» Work to be completed
Can you quote all of the rows below word for word, leaving the pictures out?

Rows of a point annotation dataset:
____
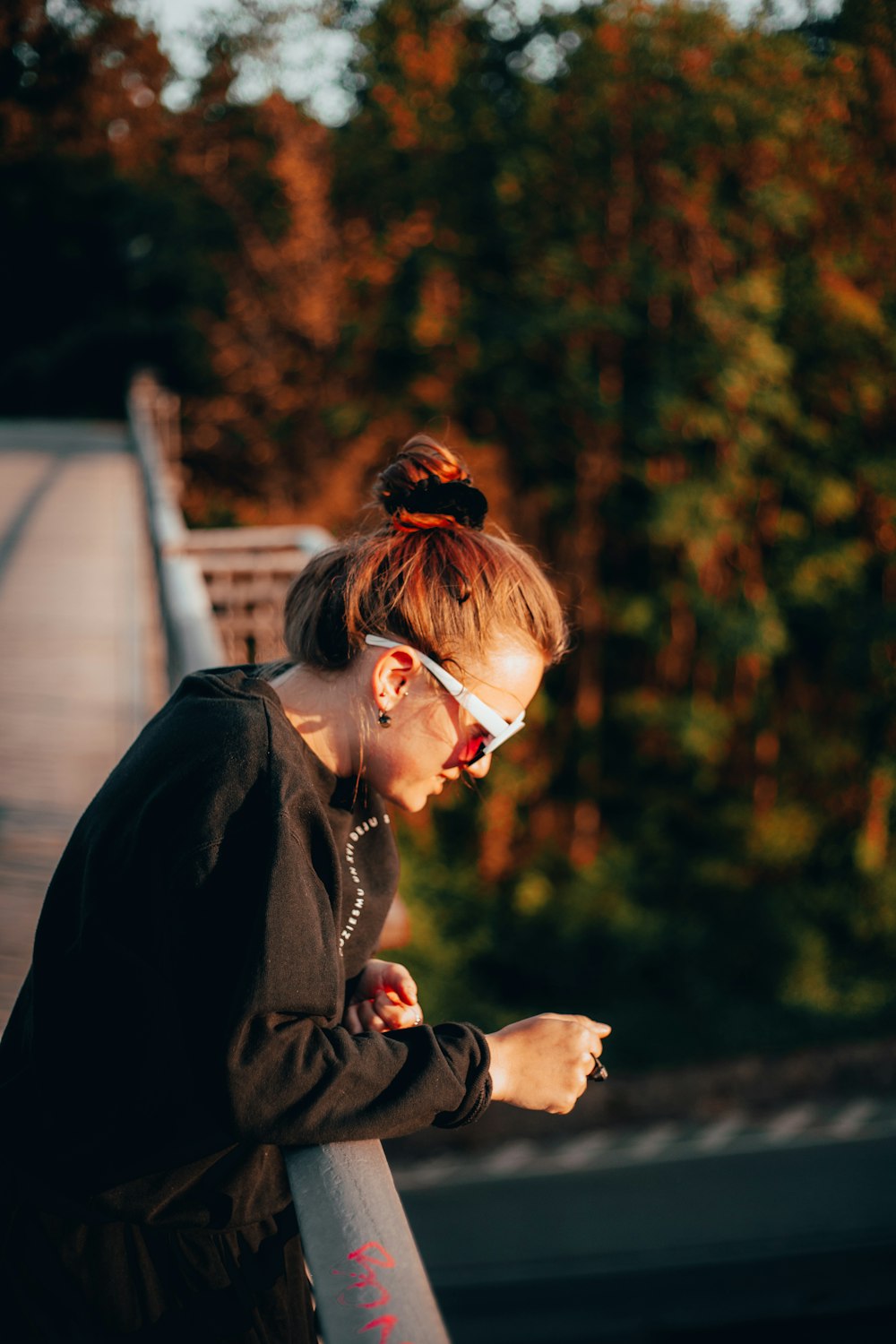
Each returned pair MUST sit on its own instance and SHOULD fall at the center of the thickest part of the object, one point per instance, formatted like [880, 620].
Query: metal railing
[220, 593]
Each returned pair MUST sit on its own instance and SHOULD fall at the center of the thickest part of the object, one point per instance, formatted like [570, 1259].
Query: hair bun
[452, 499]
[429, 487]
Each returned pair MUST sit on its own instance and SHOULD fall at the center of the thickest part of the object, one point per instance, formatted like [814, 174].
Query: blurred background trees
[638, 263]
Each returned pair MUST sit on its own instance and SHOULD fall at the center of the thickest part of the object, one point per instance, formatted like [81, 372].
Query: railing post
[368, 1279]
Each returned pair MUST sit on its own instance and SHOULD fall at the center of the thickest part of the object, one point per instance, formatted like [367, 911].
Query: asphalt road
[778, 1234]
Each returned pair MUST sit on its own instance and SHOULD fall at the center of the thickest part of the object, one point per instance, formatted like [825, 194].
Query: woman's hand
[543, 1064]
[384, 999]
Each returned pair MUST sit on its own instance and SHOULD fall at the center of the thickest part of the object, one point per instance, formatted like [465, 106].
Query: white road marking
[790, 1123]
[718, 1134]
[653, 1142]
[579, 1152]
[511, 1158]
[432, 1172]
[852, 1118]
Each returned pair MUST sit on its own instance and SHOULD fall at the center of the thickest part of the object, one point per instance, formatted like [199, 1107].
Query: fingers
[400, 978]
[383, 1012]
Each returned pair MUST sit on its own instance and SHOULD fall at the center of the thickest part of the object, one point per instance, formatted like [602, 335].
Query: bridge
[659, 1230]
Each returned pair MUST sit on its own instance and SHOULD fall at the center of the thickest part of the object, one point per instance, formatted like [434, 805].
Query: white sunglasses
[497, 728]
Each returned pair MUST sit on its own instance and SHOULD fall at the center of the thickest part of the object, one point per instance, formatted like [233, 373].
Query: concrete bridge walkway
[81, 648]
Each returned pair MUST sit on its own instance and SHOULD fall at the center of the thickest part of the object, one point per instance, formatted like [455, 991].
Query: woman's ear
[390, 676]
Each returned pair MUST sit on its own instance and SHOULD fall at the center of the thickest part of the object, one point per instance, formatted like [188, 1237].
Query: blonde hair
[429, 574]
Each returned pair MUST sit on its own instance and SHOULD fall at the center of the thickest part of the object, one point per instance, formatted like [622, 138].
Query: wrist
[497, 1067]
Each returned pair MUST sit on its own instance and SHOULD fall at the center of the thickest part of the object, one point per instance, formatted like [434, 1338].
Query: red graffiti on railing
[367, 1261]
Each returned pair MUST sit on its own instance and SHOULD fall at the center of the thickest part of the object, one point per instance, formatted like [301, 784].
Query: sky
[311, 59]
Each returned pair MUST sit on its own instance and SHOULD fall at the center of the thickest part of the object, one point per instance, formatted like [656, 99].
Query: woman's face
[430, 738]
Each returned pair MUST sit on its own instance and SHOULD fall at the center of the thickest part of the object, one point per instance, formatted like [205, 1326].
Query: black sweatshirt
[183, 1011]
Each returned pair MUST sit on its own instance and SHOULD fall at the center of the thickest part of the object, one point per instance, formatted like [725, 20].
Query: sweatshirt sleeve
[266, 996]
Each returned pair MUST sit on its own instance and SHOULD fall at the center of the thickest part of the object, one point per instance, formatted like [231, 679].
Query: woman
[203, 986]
____
» Response to the exercise
Each returned pair MUST sit on its own instance and SHOULD fall at the center of the thickest part of the object, one point per instance, formatted like [880, 620].
Query: metal railing
[220, 593]
Each returned pair MUST sit on its own instance and SHOULD fall at the center of the thickest part of the object, one point per instance, formatted like [570, 1259].
Query: hair bun
[452, 499]
[429, 487]
Each returned pair MUST sit on its own instance and SHOULD fall at the center of the thickest part of the object, one point per instance, formatted like [814, 174].
Query: blurred background trees
[638, 263]
Each returned pair MUST sit on its own instance and SHOULD fall at the center of the thickest part of the object, one point per instance, formatted like [81, 372].
Query: railing post
[368, 1279]
Each returned pair MUST sit on its own instance and SHOULD fall at the center of the thickest part of the object, one point per instance, formatted like [367, 911].
Query: asphalt road
[778, 1234]
Each returned pair MUST sit on its own instance and SHOULD fall at the center of the thickest part of the object, one point per instance, formatted like [825, 194].
Query: woman's hand
[543, 1064]
[384, 999]
Each returned pair MUST sit on its own instance and SHOULD fall at the center of the thickest part of the object, one point per instance, formatted like [465, 106].
Query: white road marking
[790, 1123]
[718, 1134]
[653, 1142]
[579, 1152]
[511, 1158]
[432, 1172]
[852, 1118]
Each returned pair MUST sit on its own instance and SHOULD fall at the center of the thickest part of the object, one point per instance, formatted like [199, 1107].
Query: fingers
[400, 978]
[383, 1012]
Each returned pair MUST sit on its own instance and SHOULD fall at the center of the thickest part of the object, one point per instance, formatted like [602, 335].
Query: bridge
[659, 1230]
Each returned pair MUST sit on its own instance and SHOULD fall at the center of the thickest part of the object, one point per instance, formatted like [434, 805].
Query: white sunglasses
[497, 728]
Each returned pair MUST sit on its own instance and SHOULD fall at the center of the thickest part of the object, one point per instance, formatted like [233, 373].
Query: concrete bridge walkway
[81, 648]
Each returned pair MUST sit on its own instance and SHOULD fall at the center of the thickest part of the object, one point per instance, formatted like [455, 991].
Query: woman's ear
[390, 676]
Each returned pair MUST sit on its own instance and SHOULD fall at the center of the thickest part of the object, one point per instance, formatted like [188, 1237].
Query: blonde hair
[429, 574]
Each returned pair MUST sit on its own instance and SHOULD fall at the center of the thickest part of the object, one point per instance, formatted like [622, 138].
Query: wrist
[497, 1067]
Each returned pair MUST sit on its own instance and SHOULD fall at the center of the thickest part of the object, one point per instance, formatted like [434, 1338].
Query: red graffiti on railing
[367, 1261]
Each returned pair MUST sit on its own instance and SHOULD fall at the center of the thickest part of the object, one point per instance, formatted like [301, 784].
Query: sky
[311, 59]
Each returned pair MUST sit on its own instance and SHOULD fall at the center of the thickest part of the object, one point per instance, formatted like [656, 99].
Query: woman's face
[430, 738]
Each returned pair MUST sit on its own instance and SHOULD fall at the center of the thickest part of the object, one point per instance, formatted like [205, 1326].
Query: black sweatshirt
[183, 1011]
Each returned pair MUST sit on its own instance and SHOULD fall at the center of the thickest part of the object, one point per instance, formatted like [725, 20].
Query: sweatshirt sleeve
[266, 996]
Each returned pair MUST sit on its own instance and SHOULD fall at the center of the thickest part of the object, one point per instance, formatted like [231, 679].
Query: woman
[203, 986]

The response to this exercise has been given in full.